§ **Directive**: Revise the part of the rows that opens with the line containing "[segment] <item>sidewalk</item>" and closes with the line containing "Provide the mask of every instance of the <item>sidewalk</item>.", replacing "sidewalk" with "footpath" and leaving everything else unchanged. Reproduce only those lines.

### Entries supplied ###

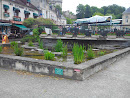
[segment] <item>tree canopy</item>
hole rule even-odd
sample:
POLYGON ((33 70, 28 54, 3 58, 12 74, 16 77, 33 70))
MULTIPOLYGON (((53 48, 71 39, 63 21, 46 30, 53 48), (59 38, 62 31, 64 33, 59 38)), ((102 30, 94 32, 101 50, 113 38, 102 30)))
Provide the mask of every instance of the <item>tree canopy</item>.
POLYGON ((109 6, 103 6, 101 8, 97 8, 96 6, 89 6, 79 4, 77 6, 77 18, 89 18, 94 15, 107 16, 112 15, 114 19, 121 19, 122 13, 125 11, 125 7, 113 4, 109 6))

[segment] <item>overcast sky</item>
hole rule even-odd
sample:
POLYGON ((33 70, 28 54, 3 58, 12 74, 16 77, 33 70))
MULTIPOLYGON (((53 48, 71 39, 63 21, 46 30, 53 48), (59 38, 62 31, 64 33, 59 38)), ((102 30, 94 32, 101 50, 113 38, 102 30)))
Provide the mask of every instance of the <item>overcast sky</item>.
POLYGON ((96 6, 101 8, 102 6, 108 6, 117 4, 125 8, 130 7, 130 0, 63 0, 63 11, 70 10, 76 14, 76 8, 79 4, 96 6))

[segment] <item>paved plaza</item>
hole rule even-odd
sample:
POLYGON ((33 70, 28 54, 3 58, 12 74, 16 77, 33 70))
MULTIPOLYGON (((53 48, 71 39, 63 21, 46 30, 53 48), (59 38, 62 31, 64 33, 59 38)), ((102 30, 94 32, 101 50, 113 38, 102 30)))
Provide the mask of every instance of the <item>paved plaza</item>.
POLYGON ((130 98, 130 55, 85 81, 0 68, 0 98, 130 98))

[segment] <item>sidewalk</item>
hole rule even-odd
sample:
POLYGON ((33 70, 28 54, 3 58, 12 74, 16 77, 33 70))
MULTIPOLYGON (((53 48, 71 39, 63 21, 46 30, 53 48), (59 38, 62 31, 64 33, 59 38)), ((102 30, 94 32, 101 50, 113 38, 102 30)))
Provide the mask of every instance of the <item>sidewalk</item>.
POLYGON ((0 98, 130 98, 130 55, 85 81, 0 68, 0 98))

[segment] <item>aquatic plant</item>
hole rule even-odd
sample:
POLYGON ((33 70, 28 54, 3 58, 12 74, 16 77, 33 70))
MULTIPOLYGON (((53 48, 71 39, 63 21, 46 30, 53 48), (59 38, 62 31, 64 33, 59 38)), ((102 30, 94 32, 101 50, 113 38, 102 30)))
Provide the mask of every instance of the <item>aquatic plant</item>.
POLYGON ((103 56, 105 53, 106 53, 106 51, 99 51, 99 52, 98 52, 98 55, 99 55, 99 56, 103 56))
POLYGON ((54 60, 55 54, 49 51, 44 51, 45 60, 54 60))
POLYGON ((31 40, 29 41, 28 46, 31 46, 31 47, 34 46, 31 40))
POLYGON ((56 52, 61 52, 62 51, 62 47, 63 47, 63 41, 61 39, 57 40, 57 43, 55 45, 55 51, 56 52))
POLYGON ((14 53, 16 56, 22 56, 23 55, 23 48, 19 48, 18 44, 14 46, 14 53))
POLYGON ((95 53, 92 50, 92 46, 88 45, 88 50, 87 50, 87 59, 93 59, 95 57, 95 53))
POLYGON ((72 51, 74 56, 74 63, 82 63, 84 61, 85 47, 74 43, 72 51))
POLYGON ((2 46, 0 46, 0 53, 2 52, 2 46))
POLYGON ((67 56, 67 53, 68 53, 67 45, 63 45, 63 48, 62 48, 62 56, 63 56, 63 57, 66 57, 66 56, 67 56))
POLYGON ((14 46, 18 45, 18 43, 15 42, 15 41, 12 41, 12 42, 10 43, 10 45, 11 45, 11 48, 14 48, 14 46))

###

§ **Reply to the task**:
[segment] <item>footpath</item>
hole rule even-odd
sample:
POLYGON ((33 70, 28 54, 3 58, 12 74, 16 77, 33 70))
MULTIPOLYGON (((53 48, 71 39, 63 21, 46 30, 53 48), (59 38, 62 31, 64 33, 59 38)), ((102 30, 94 32, 101 50, 113 38, 102 30)))
Provide the mask of every instance of the <item>footpath</item>.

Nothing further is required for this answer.